**Source document:**
※ ※ ※
On 3 September 2018, Prof. Edeltraud Günther assumed the position of Director at UNU-FLORES. Günther received her doctorate in Environmental Accounting from the University of Augsburg and had been the Chair of Environmental Management and Accounting at TU Dresden since 1996. She initiated the Centre for Performance and Policy Research in Sustainability Measurement and Assessment (PRISMA) in 2016.

== Key research areas ==
UNU-FLORES aims to advance the "Resource Nexus" for all environmental resources: water, soil, waste, energy, and other geo-resources that are of concern to the United Nations and its member states – particularly in developing and emerging economies.

UNU-FLORES research covers topics related to the nexus of the following environmental resources, complemented by data analysis and integrative modelling tools:

- water (e.g., water scarcity, integrated watershed management)
※ ※ ※
**Entries shown:**
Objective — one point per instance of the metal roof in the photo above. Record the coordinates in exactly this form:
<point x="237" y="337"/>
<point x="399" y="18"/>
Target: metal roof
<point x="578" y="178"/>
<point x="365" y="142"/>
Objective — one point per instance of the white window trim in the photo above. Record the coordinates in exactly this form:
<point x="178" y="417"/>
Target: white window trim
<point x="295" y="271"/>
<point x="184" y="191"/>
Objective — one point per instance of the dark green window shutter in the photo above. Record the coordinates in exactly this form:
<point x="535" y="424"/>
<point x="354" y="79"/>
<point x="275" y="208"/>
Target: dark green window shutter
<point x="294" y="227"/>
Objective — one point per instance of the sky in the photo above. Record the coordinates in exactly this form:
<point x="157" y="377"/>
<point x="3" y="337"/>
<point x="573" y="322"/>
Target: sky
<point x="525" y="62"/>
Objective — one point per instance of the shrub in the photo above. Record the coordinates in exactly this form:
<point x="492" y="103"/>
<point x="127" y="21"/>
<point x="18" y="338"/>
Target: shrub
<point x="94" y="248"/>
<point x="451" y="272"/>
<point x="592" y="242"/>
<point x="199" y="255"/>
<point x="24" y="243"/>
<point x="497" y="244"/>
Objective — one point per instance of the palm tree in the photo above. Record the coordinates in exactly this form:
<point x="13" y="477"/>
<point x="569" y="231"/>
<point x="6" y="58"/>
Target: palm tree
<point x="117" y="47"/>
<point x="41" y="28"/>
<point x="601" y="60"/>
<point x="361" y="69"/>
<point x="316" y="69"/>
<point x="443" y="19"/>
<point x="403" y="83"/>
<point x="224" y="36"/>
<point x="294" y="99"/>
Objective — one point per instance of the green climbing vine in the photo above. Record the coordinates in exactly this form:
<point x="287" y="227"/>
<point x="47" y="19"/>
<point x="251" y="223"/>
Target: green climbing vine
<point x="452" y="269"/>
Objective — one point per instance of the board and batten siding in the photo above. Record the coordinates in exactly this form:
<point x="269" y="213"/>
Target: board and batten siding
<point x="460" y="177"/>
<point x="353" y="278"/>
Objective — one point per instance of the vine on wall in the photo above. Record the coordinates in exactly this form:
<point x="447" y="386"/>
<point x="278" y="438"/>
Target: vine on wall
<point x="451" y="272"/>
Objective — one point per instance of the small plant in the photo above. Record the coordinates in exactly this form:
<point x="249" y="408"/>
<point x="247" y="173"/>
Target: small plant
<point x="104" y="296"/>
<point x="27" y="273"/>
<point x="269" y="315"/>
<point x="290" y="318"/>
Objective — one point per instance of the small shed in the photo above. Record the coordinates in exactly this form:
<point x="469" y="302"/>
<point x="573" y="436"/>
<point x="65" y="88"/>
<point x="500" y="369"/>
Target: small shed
※ ※ ※
**Explore the material:**
- A) According to the UNU-FLORES passage, from which university did Günther receive her doctorate?
- B) From the UNU-FLORES passage, return the exact text starting with "UNU-FLORES research covers" and going on through "integrated watershed management)".

**Your responses:**
- A) The University of Augsburg

- B)
UNU-FLORES research covers topics related to the nexus of the following environmental resources, complemented by data analysis and integrative modelling tools:

- water (e.g., water scarcity, integrated watershed management)